[Start INPUT RECORDS]
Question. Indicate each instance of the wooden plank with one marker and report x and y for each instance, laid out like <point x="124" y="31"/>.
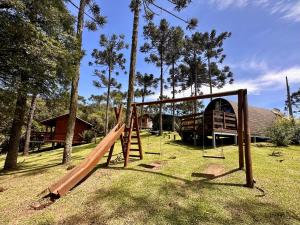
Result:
<point x="193" y="98"/>
<point x="63" y="185"/>
<point x="248" y="159"/>
<point x="240" y="130"/>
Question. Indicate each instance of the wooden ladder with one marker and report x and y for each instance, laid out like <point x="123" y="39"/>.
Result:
<point x="131" y="138"/>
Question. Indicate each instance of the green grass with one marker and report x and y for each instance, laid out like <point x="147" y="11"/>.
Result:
<point x="174" y="194"/>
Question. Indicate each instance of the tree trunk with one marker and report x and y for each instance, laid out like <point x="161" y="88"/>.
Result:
<point x="132" y="61"/>
<point x="195" y="103"/>
<point x="161" y="95"/>
<point x="74" y="90"/>
<point x="107" y="102"/>
<point x="16" y="129"/>
<point x="209" y="76"/>
<point x="173" y="105"/>
<point x="29" y="124"/>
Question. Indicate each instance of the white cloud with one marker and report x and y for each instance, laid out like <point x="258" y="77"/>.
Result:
<point x="252" y="64"/>
<point x="286" y="9"/>
<point x="272" y="80"/>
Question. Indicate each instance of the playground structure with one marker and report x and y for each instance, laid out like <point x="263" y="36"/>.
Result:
<point x="130" y="137"/>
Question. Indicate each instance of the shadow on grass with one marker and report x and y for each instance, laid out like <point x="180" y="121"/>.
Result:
<point x="31" y="170"/>
<point x="173" y="203"/>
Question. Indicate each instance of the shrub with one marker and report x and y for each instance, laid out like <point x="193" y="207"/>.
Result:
<point x="296" y="137"/>
<point x="88" y="136"/>
<point x="281" y="132"/>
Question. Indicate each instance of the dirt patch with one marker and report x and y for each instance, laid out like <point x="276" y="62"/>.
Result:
<point x="214" y="170"/>
<point x="156" y="165"/>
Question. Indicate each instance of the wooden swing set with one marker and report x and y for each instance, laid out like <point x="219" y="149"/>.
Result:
[End INPUT RECORDS]
-- WRITTEN TASK --
Rewrite the material from the line containing "Question. Indicate each instance of the shrub" through the end, replacing "Result" with "Output" and leaving everything else as it is. Give only those lines.

-- SOLUTION TO THE PROBLEM --
Question. Indicate each instance of the shrub with one marker and report x and y for each instance, laid out like <point x="193" y="207"/>.
Output:
<point x="296" y="137"/>
<point x="88" y="136"/>
<point x="281" y="132"/>
Question. Indicate each instance of the dirt patch with one marker and report x and y for each instance, laid out like <point x="276" y="62"/>.
Output:
<point x="214" y="170"/>
<point x="156" y="165"/>
Question. Indicate each instance of the wooden swing set with one marker and report x and y for each instance, laid out like <point x="219" y="149"/>.
Output:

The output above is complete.